» **Goal**
Answer these questions from the forum thread about Dillon and head rubs:
1. Whom did Jax's Mom show the post to?
2. Why does Florabora22 find it annoying when Flora paws at her?
3. What does Danny do with his paw instead of hitting or pawing?

» **Text block**
%%

# Dillon gets bossy about head rubs



## missmarstar (Jul 22, 2007)

I know I'm only encouraging the behavior by giving him what he wants, and I usually don't... he's just lucky he's cute and always deserving of lots of petting


----------



## Enzos_Mom (Apr 8, 2010)

Haha, love it!


----------



## gold4me (Mar 12, 2006)

Too cute!!!!


----------



## Jax's Mom (Oct 16, 2009)

LOL...I had to show my husband this, since my Jax does the exact same thing! So cute...you cant deny them some lovin!


----------



## C's Mom (Dec 7, 2009)

Haha - so cute.


----------



## CAROLINA MOM (May 12, 2009)

Too cute, don't feel bad, my two are even worse.


----------



## dexter0125 (Mar 20, 2011)

LOL. that's great. thanks for sharing


----------



## mylissyk (Feb 25, 2007)

That's priceless! ROFL

Robbie does the same thing.


----------



## Florabora22 (Nov 30, 2008)

Hah, very cute! Flora does that too sometimes and I find it kind of annoying mostly because her paw pads are sooo rough and it hurts! But I always give in.


----------



## fostermom (Sep 6, 2007)

That was too cute! Danny won't hit me or paw at me, but he takes his paw and rests in on my arm. Dillon reminds me so much of Danny!


----------



## Angelina (Aug 11, 2011)

Pretty mild compared to my Cannella...we have spoiled her rotten!


----------



## jweisman54 (May 22, 2010)

That is too funny. Izzy does that to me all the time. So I guess we have spoiled them.


----------

%%

» **Coordinate labeling data**

%%

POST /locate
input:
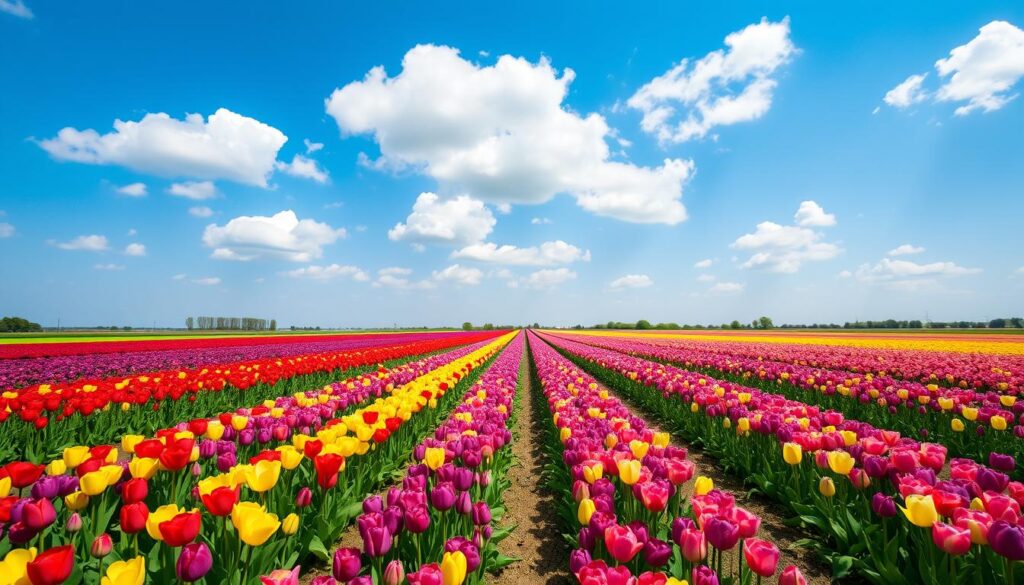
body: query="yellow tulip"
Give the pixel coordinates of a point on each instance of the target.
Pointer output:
(13, 568)
(702, 485)
(585, 510)
(255, 525)
(921, 510)
(159, 516)
(841, 462)
(126, 573)
(826, 487)
(76, 501)
(629, 471)
(793, 453)
(143, 467)
(93, 483)
(75, 456)
(263, 475)
(290, 525)
(454, 568)
(434, 457)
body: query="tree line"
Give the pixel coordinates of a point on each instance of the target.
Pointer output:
(230, 324)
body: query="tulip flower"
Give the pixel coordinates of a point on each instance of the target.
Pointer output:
(194, 562)
(454, 568)
(346, 563)
(51, 567)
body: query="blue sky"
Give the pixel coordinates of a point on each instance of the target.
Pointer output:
(684, 133)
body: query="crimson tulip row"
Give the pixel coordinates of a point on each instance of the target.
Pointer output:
(849, 490)
(971, 423)
(274, 510)
(627, 482)
(163, 402)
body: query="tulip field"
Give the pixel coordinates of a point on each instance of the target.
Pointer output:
(706, 458)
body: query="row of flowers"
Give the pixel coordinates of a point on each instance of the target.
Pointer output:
(971, 423)
(628, 486)
(990, 370)
(849, 485)
(438, 527)
(184, 508)
(26, 365)
(37, 426)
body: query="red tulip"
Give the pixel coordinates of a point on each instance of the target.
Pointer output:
(762, 556)
(52, 567)
(181, 530)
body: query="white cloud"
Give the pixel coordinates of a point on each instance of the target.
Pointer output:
(311, 147)
(15, 7)
(226, 145)
(501, 133)
(303, 167)
(981, 73)
(91, 243)
(548, 253)
(631, 282)
(722, 88)
(907, 93)
(207, 282)
(197, 191)
(813, 215)
(329, 273)
(727, 288)
(548, 278)
(460, 275)
(457, 221)
(133, 190)
(282, 236)
(905, 249)
(135, 250)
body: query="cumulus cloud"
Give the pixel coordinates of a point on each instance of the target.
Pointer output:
(282, 236)
(722, 88)
(785, 248)
(979, 75)
(907, 93)
(91, 243)
(328, 273)
(501, 133)
(548, 278)
(303, 167)
(226, 145)
(133, 190)
(631, 282)
(548, 253)
(813, 215)
(456, 221)
(727, 288)
(197, 191)
(16, 7)
(135, 250)
(904, 250)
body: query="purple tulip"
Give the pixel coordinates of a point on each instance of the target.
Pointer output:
(195, 561)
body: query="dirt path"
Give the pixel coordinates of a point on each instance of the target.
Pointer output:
(772, 527)
(537, 539)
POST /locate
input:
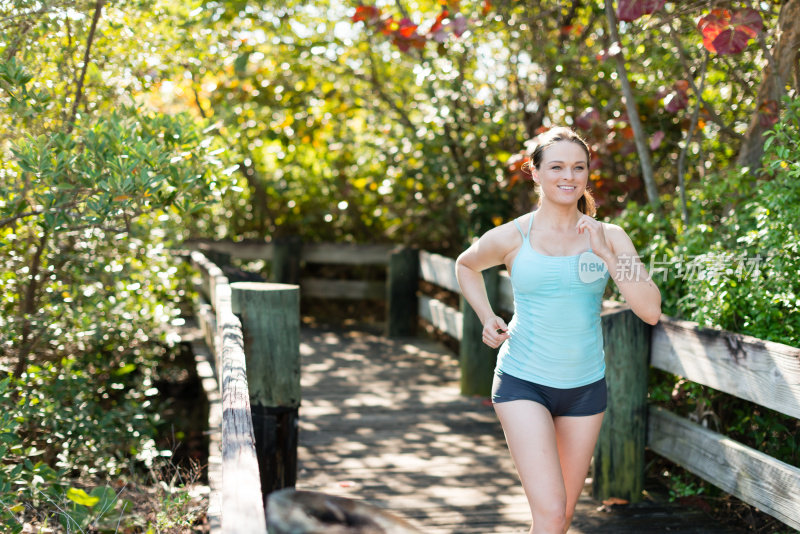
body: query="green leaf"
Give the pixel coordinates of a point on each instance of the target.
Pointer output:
(78, 496)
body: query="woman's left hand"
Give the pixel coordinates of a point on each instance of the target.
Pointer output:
(597, 236)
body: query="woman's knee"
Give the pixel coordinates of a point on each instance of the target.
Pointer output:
(550, 516)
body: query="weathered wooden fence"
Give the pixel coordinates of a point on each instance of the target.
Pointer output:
(762, 372)
(759, 371)
(242, 509)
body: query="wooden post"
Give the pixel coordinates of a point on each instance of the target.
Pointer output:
(477, 358)
(619, 454)
(401, 292)
(270, 315)
(286, 253)
(220, 259)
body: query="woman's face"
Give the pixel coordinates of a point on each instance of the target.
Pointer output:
(563, 173)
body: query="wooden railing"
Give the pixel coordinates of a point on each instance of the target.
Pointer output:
(763, 372)
(242, 507)
(759, 371)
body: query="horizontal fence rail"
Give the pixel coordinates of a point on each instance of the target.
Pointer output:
(763, 372)
(242, 507)
(759, 371)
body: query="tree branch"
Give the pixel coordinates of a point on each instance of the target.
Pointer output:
(639, 135)
(79, 90)
(685, 150)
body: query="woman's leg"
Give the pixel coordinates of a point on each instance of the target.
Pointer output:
(531, 436)
(576, 438)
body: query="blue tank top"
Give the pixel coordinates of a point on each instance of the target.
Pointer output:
(556, 337)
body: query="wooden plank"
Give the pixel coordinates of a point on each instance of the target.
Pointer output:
(505, 293)
(346, 253)
(447, 319)
(760, 371)
(342, 289)
(439, 270)
(619, 453)
(242, 505)
(756, 478)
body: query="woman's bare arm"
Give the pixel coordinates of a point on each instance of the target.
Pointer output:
(631, 276)
(490, 250)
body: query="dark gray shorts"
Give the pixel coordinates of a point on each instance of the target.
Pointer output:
(581, 401)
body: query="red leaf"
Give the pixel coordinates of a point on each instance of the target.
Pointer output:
(730, 42)
(437, 25)
(630, 10)
(366, 13)
(747, 21)
(711, 24)
(389, 26)
(459, 25)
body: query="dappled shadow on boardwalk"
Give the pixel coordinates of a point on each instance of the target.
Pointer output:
(382, 420)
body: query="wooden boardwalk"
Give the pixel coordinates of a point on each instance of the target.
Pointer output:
(382, 420)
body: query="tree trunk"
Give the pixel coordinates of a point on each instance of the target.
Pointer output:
(642, 146)
(777, 75)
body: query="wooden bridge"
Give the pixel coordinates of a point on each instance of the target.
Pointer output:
(384, 421)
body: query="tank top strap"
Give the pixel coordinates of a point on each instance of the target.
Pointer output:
(518, 228)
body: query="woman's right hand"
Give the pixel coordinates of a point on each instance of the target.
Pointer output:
(495, 331)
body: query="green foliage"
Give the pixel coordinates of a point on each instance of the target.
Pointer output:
(746, 216)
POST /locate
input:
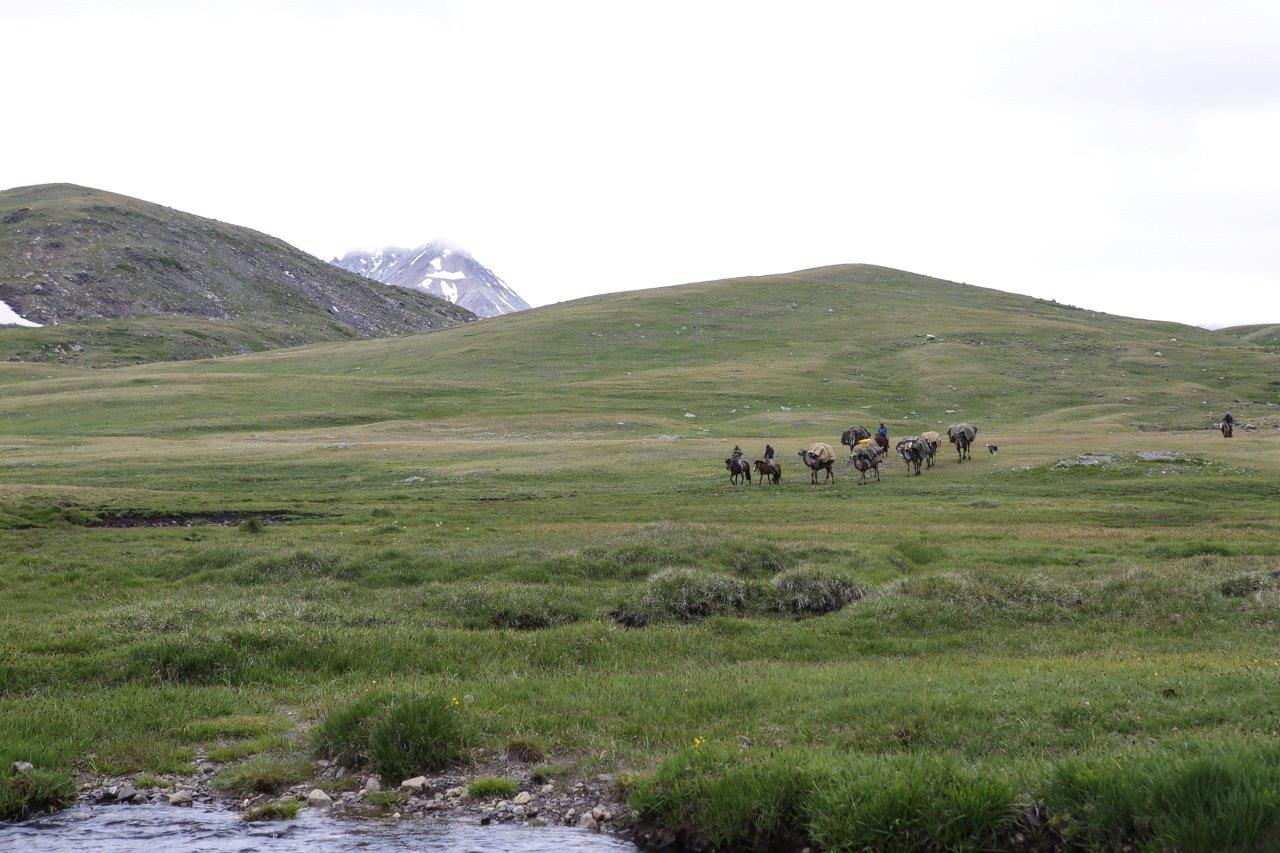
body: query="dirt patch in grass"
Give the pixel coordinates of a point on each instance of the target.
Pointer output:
(224, 518)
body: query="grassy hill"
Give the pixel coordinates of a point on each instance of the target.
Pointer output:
(120, 281)
(1028, 646)
(803, 352)
(1266, 334)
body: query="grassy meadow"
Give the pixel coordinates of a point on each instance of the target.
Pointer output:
(924, 662)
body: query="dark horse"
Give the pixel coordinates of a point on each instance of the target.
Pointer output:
(868, 459)
(961, 436)
(914, 452)
(768, 469)
(853, 436)
(816, 464)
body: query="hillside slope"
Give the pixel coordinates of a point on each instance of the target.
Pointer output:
(1266, 334)
(438, 269)
(131, 269)
(799, 354)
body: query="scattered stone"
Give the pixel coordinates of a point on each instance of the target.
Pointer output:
(415, 784)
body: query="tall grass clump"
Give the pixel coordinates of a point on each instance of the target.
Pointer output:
(273, 810)
(1203, 797)
(36, 792)
(394, 735)
(711, 799)
(261, 775)
(808, 592)
(686, 596)
(492, 788)
(914, 803)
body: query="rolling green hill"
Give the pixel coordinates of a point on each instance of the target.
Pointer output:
(530, 521)
(801, 352)
(1266, 334)
(118, 281)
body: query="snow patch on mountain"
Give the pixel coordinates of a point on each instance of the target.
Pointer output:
(8, 316)
(442, 270)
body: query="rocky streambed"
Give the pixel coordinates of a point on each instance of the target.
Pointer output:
(589, 804)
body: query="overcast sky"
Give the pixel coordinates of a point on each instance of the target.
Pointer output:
(1114, 155)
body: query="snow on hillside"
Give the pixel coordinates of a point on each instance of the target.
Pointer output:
(438, 269)
(8, 316)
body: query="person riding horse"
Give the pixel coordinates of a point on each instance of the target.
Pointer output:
(882, 437)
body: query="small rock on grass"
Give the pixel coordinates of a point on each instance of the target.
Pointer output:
(415, 784)
(319, 799)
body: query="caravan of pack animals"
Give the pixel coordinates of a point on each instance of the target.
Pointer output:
(867, 452)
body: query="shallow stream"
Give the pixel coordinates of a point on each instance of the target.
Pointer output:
(204, 829)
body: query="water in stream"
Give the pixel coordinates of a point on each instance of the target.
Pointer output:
(156, 829)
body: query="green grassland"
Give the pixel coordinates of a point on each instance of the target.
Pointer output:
(474, 506)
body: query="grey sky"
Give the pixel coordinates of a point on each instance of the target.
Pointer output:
(1118, 155)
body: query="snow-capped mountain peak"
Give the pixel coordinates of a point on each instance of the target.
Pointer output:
(439, 269)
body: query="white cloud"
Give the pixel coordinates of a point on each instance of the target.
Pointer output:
(1112, 155)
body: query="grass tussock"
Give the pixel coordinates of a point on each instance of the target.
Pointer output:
(263, 775)
(526, 751)
(1191, 797)
(686, 596)
(274, 810)
(36, 792)
(1201, 797)
(397, 735)
(492, 788)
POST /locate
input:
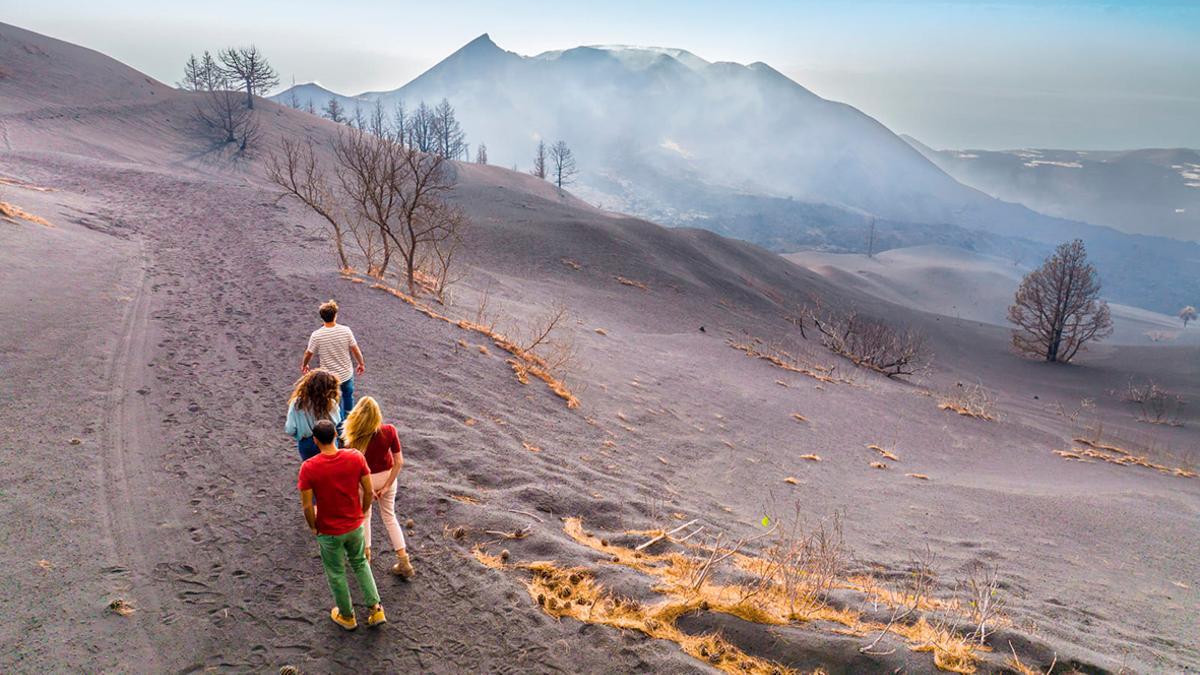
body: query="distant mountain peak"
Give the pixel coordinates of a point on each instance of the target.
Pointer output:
(480, 46)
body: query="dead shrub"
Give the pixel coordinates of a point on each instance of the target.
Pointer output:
(870, 342)
(970, 400)
(982, 596)
(547, 340)
(1156, 405)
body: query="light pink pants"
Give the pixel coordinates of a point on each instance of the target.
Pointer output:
(387, 503)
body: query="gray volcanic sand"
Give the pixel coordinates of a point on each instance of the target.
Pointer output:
(161, 322)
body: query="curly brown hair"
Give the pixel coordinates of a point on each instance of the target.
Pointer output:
(316, 393)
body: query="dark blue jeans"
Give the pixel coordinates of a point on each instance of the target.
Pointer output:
(347, 399)
(306, 447)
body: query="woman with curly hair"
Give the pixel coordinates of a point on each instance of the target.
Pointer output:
(379, 443)
(315, 398)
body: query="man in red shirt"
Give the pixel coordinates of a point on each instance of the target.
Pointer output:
(341, 482)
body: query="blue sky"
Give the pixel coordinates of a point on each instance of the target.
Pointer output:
(1001, 73)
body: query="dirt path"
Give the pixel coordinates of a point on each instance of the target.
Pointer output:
(124, 470)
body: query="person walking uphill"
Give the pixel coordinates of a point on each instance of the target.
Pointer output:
(313, 398)
(379, 443)
(334, 345)
(341, 482)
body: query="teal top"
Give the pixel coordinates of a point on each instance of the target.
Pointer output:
(299, 423)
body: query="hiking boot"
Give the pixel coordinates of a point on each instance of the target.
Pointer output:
(403, 567)
(348, 623)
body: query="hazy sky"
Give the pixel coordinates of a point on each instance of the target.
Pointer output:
(954, 73)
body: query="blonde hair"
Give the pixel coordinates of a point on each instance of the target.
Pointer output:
(361, 424)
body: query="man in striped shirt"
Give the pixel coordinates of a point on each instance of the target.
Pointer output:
(334, 345)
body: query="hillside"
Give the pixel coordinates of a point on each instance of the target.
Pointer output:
(159, 323)
(1153, 191)
(748, 153)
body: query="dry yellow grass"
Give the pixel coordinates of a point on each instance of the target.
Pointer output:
(633, 282)
(11, 213)
(24, 185)
(885, 454)
(1120, 457)
(574, 592)
(525, 363)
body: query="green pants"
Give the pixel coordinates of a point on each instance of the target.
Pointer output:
(334, 554)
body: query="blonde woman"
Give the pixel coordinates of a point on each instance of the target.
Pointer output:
(379, 443)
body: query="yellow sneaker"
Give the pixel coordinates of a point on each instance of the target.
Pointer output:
(348, 623)
(403, 567)
(377, 616)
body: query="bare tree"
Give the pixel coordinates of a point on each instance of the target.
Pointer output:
(389, 197)
(220, 109)
(562, 162)
(539, 161)
(202, 75)
(1057, 308)
(334, 111)
(438, 263)
(193, 75)
(293, 100)
(449, 138)
(870, 342)
(1187, 314)
(421, 189)
(250, 67)
(295, 171)
(400, 123)
(423, 129)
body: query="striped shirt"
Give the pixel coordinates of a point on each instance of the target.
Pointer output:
(333, 345)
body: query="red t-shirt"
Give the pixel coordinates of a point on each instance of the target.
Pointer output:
(381, 448)
(334, 481)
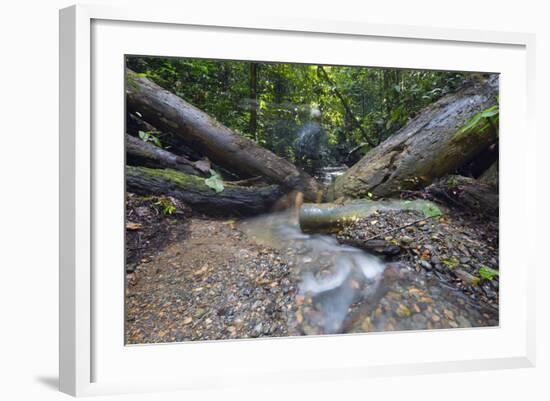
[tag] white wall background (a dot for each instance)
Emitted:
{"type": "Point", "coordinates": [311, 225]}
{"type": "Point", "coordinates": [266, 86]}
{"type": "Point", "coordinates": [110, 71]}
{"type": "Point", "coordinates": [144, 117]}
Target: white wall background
{"type": "Point", "coordinates": [29, 187]}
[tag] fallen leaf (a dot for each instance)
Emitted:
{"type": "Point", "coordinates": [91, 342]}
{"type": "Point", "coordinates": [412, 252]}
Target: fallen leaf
{"type": "Point", "coordinates": [201, 270]}
{"type": "Point", "coordinates": [299, 317]}
{"type": "Point", "coordinates": [133, 226]}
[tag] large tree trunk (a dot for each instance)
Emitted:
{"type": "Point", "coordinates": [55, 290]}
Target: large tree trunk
{"type": "Point", "coordinates": [170, 113]}
{"type": "Point", "coordinates": [192, 190]}
{"type": "Point", "coordinates": [430, 146]}
{"type": "Point", "coordinates": [467, 194]}
{"type": "Point", "coordinates": [141, 153]}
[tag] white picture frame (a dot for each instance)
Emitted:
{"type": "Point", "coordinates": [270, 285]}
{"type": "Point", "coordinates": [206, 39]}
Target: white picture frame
{"type": "Point", "coordinates": [92, 38]}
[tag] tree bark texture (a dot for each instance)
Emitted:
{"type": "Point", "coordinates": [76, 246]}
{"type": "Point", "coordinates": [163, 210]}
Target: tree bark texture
{"type": "Point", "coordinates": [170, 113]}
{"type": "Point", "coordinates": [192, 190]}
{"type": "Point", "coordinates": [430, 146]}
{"type": "Point", "coordinates": [141, 153]}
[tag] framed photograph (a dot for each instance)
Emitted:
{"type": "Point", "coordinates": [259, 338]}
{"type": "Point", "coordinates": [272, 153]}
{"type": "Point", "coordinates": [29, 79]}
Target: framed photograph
{"type": "Point", "coordinates": [270, 199]}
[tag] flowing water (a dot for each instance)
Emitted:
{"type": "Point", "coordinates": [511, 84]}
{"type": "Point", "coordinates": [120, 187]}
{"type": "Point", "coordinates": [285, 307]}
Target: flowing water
{"type": "Point", "coordinates": [343, 289]}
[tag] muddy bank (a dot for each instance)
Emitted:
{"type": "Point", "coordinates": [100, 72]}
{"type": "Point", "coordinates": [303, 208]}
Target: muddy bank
{"type": "Point", "coordinates": [227, 279]}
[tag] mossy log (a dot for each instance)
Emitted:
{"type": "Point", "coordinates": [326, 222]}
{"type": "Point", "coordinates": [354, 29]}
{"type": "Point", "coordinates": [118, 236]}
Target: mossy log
{"type": "Point", "coordinates": [198, 130]}
{"type": "Point", "coordinates": [467, 194]}
{"type": "Point", "coordinates": [432, 145]}
{"type": "Point", "coordinates": [330, 217]}
{"type": "Point", "coordinates": [192, 190]}
{"type": "Point", "coordinates": [141, 153]}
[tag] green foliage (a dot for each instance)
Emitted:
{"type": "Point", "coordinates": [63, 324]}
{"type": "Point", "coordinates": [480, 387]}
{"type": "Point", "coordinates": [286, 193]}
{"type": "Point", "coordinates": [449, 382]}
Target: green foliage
{"type": "Point", "coordinates": [150, 136]}
{"type": "Point", "coordinates": [215, 181]}
{"type": "Point", "coordinates": [482, 121]}
{"type": "Point", "coordinates": [309, 117]}
{"type": "Point", "coordinates": [487, 273]}
{"type": "Point", "coordinates": [166, 205]}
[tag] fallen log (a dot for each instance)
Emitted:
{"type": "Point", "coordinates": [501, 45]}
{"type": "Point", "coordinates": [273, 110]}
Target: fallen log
{"type": "Point", "coordinates": [192, 190]}
{"type": "Point", "coordinates": [432, 145]}
{"type": "Point", "coordinates": [490, 176]}
{"type": "Point", "coordinates": [467, 194]}
{"type": "Point", "coordinates": [330, 217]}
{"type": "Point", "coordinates": [141, 153]}
{"type": "Point", "coordinates": [196, 129]}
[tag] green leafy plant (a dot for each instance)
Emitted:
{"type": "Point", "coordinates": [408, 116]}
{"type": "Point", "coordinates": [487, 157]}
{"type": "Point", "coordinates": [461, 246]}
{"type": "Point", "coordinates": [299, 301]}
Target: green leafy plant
{"type": "Point", "coordinates": [215, 181]}
{"type": "Point", "coordinates": [482, 121]}
{"type": "Point", "coordinates": [166, 205]}
{"type": "Point", "coordinates": [150, 136]}
{"type": "Point", "coordinates": [487, 273]}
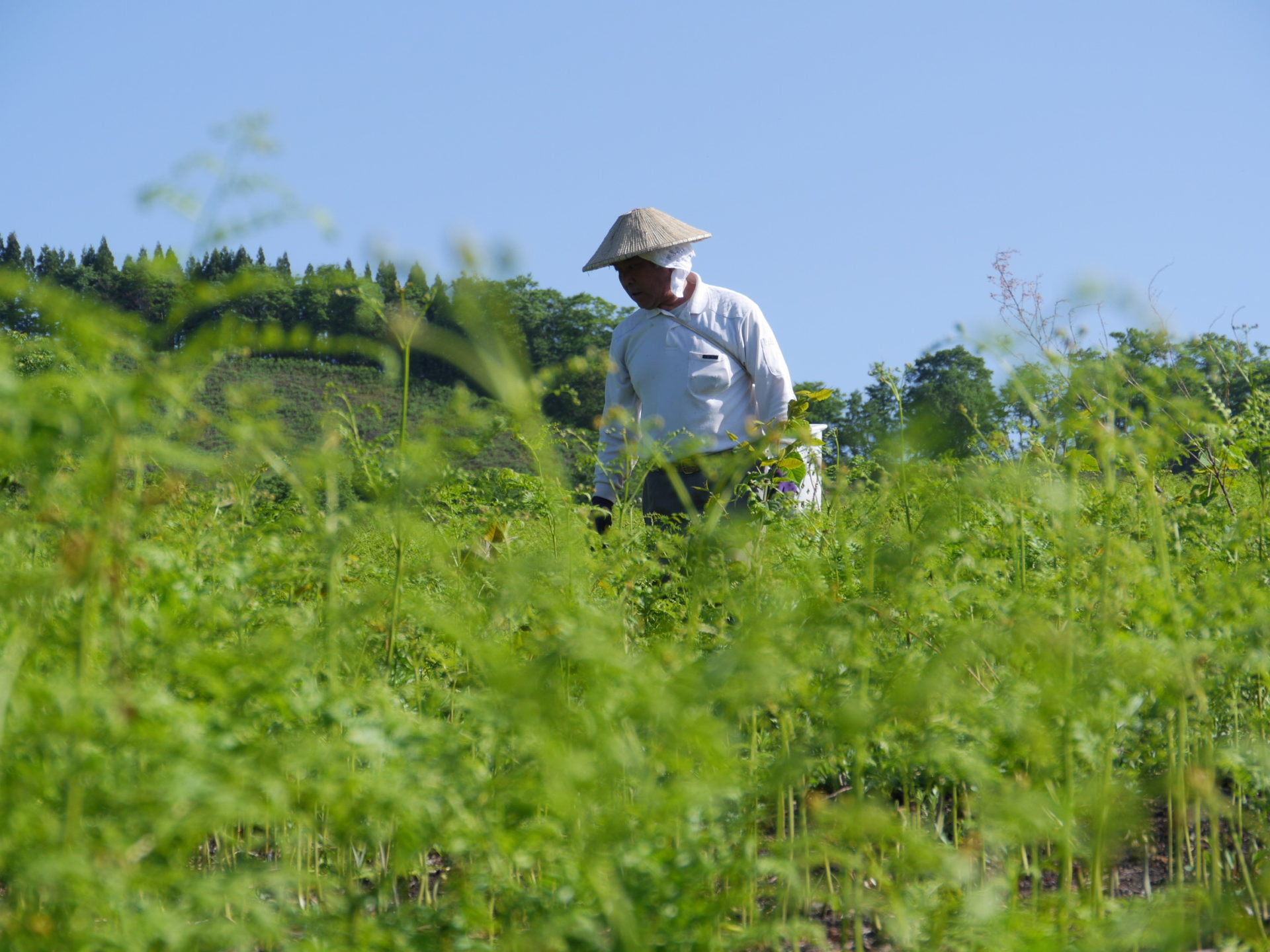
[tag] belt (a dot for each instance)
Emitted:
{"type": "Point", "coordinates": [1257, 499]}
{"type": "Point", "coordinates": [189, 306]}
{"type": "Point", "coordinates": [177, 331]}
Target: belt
{"type": "Point", "coordinates": [693, 465]}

%%

» **Reply to the task**
1. Her husband.
2. Flora's paw pads are very rough, and it hurts.
3. He rests it on fostermom's arm.